- [Data entries]

════════

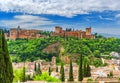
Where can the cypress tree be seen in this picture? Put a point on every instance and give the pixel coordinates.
(88, 70)
(23, 77)
(71, 72)
(62, 75)
(85, 69)
(35, 67)
(56, 68)
(49, 71)
(80, 74)
(39, 72)
(6, 70)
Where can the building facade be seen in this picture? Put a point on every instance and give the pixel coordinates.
(72, 33)
(15, 33)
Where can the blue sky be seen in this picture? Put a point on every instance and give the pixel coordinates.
(103, 15)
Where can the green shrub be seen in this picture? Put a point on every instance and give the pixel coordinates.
(89, 79)
(45, 77)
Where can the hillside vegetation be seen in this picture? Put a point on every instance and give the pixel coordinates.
(33, 49)
(6, 70)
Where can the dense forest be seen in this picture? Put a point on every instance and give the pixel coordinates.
(6, 70)
(32, 49)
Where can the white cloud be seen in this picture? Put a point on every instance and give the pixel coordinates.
(117, 16)
(102, 18)
(66, 8)
(27, 21)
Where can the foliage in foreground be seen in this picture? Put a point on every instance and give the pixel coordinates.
(6, 70)
(45, 77)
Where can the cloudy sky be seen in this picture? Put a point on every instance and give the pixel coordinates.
(102, 15)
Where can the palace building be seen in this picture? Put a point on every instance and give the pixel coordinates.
(73, 33)
(18, 33)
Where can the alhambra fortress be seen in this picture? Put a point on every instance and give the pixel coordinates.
(18, 33)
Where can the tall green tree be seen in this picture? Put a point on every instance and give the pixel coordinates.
(62, 75)
(56, 68)
(23, 76)
(71, 72)
(88, 70)
(80, 71)
(39, 72)
(6, 70)
(49, 71)
(35, 67)
(85, 69)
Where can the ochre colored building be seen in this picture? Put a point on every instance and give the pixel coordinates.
(71, 33)
(15, 33)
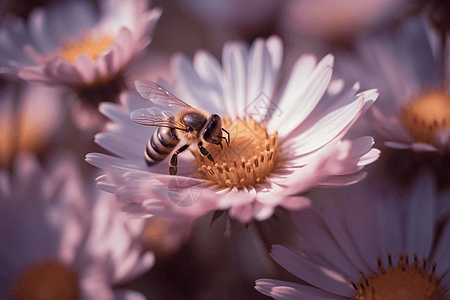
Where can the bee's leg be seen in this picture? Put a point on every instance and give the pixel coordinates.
(205, 152)
(227, 140)
(173, 163)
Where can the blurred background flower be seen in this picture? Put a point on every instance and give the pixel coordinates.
(61, 242)
(352, 250)
(211, 258)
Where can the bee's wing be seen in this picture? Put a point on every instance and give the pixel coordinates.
(154, 116)
(158, 95)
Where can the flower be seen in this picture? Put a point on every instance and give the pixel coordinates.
(67, 44)
(51, 229)
(28, 123)
(352, 249)
(414, 111)
(299, 145)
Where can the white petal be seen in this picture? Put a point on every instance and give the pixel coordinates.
(274, 45)
(128, 295)
(312, 228)
(303, 90)
(396, 145)
(234, 60)
(260, 73)
(196, 92)
(314, 133)
(283, 290)
(310, 272)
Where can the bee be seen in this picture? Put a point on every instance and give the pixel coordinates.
(189, 126)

════════

- [Requirement]
Please copy out the entries above exactly as they appear, but skip their images.

- [The completed task]
Where can the cypress tree be seen in this picture? Put a point on every instance and give the pixel coordinates.
(88, 70)
(23, 77)
(71, 72)
(62, 75)
(85, 69)
(35, 67)
(56, 68)
(49, 71)
(80, 74)
(39, 72)
(6, 70)
Where can the building facade be seen in this picture? Put a point on every instance and give the pixel coordinates.
(72, 33)
(15, 33)
Where can the blue sky be seen in this picture? Put a point on every instance and give the pixel coordinates.
(103, 15)
Where can the green shrub be seen in this picture? Put a point on every instance and give the pixel coordinates.
(89, 79)
(45, 77)
Where can the hillside vegetation be seen in this picture? Put a point on every instance and give the pixel coordinates.
(33, 49)
(6, 70)
Where can the dense forest be seen in this picture? Put a point on every instance and give the pixel coordinates.
(6, 70)
(32, 49)
Where can the white cloud be seen in this picture? Put a point on every instance and give the pixel coordinates.
(117, 16)
(102, 18)
(66, 8)
(27, 21)
Where can the foliage in foreground be seen in this picture? Put a point on every instance and give the pixel coordinates.
(6, 70)
(45, 77)
Where can the cloudy sky be seen in this picture? Put a point on every instance and give the pixel coordinates.
(102, 15)
Where can the palace building be seen in this picture? Put a point on every instance and give the pixel coordinates.
(73, 33)
(18, 33)
Where can the alhambra fortress be seen in this picture? Put a point on every instance and give the pixel coordinates.
(18, 33)
Where can the tall green tree be seen in this picture? Put a point on every instance and give the pixel coordinates.
(62, 75)
(56, 68)
(23, 76)
(71, 72)
(88, 70)
(80, 71)
(39, 72)
(6, 70)
(49, 71)
(35, 67)
(85, 69)
Where can the ochre colored building be seen in this picture? Put a point on every instance and give the pixel coordinates.
(71, 33)
(15, 33)
Where can the bee's leg be seen in this picture? Put a point on every instance and give the pixel coordinates.
(205, 152)
(227, 140)
(173, 163)
Where can the blurred background flower be seen in this picture? Put a point on every instance and give the pixel coordinates.
(61, 242)
(352, 250)
(211, 258)
Where can the bee's wing be seen in this picture? Put a point on every instance and give the pixel coordinates.
(154, 116)
(158, 95)
Where can the flower be seen in this picture? Put a point on every instance and give the pixel coordinates.
(67, 44)
(51, 229)
(28, 123)
(352, 249)
(414, 111)
(299, 145)
Where can the white petal be seen in this picture? Put a point on every instance and give the pixel coordinates.
(274, 45)
(128, 295)
(312, 228)
(303, 90)
(396, 145)
(234, 60)
(260, 73)
(196, 92)
(314, 133)
(283, 290)
(310, 272)
Where can the bee be seen in this picture? Put a point on every instance and give the pixel coordinates.
(189, 126)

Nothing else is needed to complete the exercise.